** start **
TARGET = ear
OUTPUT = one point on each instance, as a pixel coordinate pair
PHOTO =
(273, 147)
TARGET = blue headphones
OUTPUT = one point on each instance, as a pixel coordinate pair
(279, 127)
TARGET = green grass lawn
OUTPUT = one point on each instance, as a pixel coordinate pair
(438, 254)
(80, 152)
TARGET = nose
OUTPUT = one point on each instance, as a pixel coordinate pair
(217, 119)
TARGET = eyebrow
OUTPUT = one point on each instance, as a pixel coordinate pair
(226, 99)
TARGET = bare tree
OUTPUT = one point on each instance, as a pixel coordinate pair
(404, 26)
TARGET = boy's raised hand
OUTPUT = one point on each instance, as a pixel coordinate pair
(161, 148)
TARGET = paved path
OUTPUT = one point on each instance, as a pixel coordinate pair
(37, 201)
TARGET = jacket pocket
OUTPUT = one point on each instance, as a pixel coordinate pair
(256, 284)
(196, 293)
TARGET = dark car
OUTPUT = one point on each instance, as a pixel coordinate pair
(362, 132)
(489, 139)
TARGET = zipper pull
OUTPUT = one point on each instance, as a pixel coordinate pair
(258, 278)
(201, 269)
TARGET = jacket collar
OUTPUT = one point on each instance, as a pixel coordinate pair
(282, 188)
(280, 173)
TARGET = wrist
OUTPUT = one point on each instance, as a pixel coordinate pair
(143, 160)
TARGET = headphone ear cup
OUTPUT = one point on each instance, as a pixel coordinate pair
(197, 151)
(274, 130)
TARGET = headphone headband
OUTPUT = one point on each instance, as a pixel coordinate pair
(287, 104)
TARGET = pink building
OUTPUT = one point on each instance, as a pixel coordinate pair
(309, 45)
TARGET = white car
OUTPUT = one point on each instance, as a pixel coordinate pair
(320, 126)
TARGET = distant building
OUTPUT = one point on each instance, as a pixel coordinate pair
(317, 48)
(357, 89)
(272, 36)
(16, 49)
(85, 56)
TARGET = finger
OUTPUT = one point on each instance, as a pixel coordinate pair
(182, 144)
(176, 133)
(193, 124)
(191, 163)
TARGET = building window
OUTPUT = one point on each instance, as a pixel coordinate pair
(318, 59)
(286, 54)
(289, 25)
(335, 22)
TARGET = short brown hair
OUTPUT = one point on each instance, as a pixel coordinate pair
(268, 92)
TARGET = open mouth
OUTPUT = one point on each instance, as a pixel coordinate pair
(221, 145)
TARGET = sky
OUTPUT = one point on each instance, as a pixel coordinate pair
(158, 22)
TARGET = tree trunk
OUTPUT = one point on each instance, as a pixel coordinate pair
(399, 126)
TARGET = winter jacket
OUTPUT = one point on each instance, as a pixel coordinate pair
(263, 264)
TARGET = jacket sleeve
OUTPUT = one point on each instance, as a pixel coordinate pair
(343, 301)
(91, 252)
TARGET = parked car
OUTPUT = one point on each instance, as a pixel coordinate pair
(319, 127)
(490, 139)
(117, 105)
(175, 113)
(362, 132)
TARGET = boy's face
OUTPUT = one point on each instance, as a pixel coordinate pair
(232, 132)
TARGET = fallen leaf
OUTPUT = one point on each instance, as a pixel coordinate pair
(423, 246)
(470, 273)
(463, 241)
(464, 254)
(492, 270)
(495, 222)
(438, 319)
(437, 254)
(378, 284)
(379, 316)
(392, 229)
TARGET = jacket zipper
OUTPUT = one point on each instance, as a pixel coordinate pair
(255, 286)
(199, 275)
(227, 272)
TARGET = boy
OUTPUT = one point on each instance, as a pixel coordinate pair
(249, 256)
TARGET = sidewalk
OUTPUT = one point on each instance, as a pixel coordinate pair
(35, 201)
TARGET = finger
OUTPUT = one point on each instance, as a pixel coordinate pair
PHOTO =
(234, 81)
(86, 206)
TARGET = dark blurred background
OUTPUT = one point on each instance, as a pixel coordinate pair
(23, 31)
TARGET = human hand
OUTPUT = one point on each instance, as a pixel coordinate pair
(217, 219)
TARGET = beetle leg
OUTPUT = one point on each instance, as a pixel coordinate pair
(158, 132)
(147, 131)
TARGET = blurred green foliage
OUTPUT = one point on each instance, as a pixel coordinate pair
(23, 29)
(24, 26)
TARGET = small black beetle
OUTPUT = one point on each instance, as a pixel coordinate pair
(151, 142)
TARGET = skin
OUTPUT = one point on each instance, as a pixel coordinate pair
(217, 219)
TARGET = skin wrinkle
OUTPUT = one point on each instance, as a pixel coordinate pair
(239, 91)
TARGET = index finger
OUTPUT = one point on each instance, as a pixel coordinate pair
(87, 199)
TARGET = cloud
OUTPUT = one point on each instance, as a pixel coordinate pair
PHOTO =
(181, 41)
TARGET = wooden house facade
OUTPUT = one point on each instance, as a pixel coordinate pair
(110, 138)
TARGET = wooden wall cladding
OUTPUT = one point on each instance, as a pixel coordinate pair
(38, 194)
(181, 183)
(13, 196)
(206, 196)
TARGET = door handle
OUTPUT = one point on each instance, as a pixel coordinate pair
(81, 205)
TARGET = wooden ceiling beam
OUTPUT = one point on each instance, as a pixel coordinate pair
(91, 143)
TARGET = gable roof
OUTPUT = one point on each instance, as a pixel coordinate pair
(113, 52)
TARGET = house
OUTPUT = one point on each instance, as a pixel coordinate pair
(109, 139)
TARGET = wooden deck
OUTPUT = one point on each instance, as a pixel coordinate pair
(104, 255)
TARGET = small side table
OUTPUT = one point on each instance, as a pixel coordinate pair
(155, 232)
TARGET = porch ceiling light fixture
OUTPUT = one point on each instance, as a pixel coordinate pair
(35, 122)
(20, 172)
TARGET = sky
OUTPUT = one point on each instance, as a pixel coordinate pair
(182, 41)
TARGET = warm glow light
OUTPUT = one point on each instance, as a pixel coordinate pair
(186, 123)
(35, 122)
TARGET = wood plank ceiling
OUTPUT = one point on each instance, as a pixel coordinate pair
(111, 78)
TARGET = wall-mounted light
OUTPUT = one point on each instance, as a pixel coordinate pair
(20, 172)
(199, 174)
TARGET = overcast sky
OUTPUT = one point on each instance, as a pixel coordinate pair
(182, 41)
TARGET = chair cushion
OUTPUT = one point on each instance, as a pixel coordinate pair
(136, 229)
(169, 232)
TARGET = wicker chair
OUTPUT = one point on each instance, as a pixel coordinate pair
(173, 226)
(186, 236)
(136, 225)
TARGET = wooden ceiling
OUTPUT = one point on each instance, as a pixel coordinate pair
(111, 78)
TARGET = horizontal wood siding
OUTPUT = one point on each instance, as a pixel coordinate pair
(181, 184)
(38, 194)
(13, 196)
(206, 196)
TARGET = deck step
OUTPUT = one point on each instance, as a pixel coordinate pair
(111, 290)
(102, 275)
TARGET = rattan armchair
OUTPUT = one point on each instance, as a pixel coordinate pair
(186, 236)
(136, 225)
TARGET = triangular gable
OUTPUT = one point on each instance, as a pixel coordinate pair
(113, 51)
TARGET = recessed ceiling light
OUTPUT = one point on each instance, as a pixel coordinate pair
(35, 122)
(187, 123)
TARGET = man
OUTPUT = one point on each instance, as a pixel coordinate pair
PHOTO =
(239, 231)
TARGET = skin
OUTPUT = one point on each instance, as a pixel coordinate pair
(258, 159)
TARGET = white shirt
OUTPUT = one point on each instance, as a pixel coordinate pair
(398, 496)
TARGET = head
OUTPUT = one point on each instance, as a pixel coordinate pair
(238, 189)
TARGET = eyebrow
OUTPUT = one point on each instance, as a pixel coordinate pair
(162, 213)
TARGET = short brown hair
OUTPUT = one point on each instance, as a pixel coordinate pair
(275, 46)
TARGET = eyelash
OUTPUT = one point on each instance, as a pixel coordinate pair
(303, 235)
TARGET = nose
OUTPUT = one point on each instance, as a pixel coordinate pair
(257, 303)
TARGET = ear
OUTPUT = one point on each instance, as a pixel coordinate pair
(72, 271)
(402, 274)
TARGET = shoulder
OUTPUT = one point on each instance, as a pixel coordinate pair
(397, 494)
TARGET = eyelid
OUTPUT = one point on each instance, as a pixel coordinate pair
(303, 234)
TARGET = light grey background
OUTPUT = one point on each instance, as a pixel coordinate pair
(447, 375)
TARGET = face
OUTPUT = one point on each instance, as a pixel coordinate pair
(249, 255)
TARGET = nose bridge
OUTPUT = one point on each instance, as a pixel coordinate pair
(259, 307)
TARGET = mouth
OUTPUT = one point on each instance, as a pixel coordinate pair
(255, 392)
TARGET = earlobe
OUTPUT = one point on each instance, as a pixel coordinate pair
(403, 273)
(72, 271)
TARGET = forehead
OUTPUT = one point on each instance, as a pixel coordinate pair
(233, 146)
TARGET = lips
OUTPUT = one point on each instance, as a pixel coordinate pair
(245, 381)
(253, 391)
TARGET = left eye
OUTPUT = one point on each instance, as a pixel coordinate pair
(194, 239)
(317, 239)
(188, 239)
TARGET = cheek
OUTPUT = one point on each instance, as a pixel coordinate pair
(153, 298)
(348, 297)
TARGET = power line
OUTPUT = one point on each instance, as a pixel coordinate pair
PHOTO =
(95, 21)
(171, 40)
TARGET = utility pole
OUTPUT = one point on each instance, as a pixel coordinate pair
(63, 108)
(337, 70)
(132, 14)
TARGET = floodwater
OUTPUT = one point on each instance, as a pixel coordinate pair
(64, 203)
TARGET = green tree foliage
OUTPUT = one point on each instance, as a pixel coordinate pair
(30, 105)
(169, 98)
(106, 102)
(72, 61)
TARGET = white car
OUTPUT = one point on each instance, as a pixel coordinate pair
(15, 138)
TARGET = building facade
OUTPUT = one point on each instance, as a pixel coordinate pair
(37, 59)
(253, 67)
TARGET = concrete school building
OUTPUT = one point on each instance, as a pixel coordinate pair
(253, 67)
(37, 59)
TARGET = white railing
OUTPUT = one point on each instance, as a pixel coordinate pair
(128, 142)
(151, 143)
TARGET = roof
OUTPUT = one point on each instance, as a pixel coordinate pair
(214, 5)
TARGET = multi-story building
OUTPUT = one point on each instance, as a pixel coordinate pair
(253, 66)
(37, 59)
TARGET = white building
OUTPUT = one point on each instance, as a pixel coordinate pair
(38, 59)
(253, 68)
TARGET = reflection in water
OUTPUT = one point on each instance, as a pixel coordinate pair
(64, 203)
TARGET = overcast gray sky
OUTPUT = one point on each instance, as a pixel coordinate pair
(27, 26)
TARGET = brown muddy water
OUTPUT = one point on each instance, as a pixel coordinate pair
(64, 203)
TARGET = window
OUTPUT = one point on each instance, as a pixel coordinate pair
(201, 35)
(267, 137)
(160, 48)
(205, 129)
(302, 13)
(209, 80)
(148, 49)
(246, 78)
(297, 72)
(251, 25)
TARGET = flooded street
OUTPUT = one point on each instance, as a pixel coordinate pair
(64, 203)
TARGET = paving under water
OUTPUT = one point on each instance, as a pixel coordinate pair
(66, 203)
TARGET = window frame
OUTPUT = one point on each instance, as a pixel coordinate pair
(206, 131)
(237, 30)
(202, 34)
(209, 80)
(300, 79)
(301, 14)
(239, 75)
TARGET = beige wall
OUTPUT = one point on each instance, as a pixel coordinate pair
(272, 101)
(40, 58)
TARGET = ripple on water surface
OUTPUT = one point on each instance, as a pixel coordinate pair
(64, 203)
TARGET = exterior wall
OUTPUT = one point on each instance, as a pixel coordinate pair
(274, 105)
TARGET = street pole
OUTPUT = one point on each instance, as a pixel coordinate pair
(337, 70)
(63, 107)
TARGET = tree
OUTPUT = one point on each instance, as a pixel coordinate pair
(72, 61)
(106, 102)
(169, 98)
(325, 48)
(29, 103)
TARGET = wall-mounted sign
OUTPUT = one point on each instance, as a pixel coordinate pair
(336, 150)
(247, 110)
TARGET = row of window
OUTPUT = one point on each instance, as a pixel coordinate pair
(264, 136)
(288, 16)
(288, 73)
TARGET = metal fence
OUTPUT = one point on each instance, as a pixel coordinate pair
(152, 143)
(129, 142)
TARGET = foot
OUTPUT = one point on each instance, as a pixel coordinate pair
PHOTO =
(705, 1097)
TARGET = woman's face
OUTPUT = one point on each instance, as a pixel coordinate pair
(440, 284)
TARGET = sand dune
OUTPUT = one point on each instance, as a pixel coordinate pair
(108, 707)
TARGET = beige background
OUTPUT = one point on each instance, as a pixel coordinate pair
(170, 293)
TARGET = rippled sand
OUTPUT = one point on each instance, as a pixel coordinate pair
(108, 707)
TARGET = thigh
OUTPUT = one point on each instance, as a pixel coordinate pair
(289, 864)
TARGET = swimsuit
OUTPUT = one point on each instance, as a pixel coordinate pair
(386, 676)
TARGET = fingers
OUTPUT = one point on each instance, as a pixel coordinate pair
** end **
EXERCISE GOAL: Rewrite only the records starting at the line containing "TARGET = row of window" and ending at the line containing "(705, 1097)", with "metal fence" replaced by "wire fence" and everything else unchanged.

REPLY:
TARGET = row of window
OUTPUT = one point on each instance, as a pixel coordinate pair
(264, 136)
(288, 16)
(288, 73)
TARGET = wire fence
OUTPUT = one point on each instance, as a pixel coordinate pair
(152, 143)
(129, 142)
TARGET = foot
OUTPUT = one point on each instance, as a pixel coordinate pair
PHOTO =
(705, 1097)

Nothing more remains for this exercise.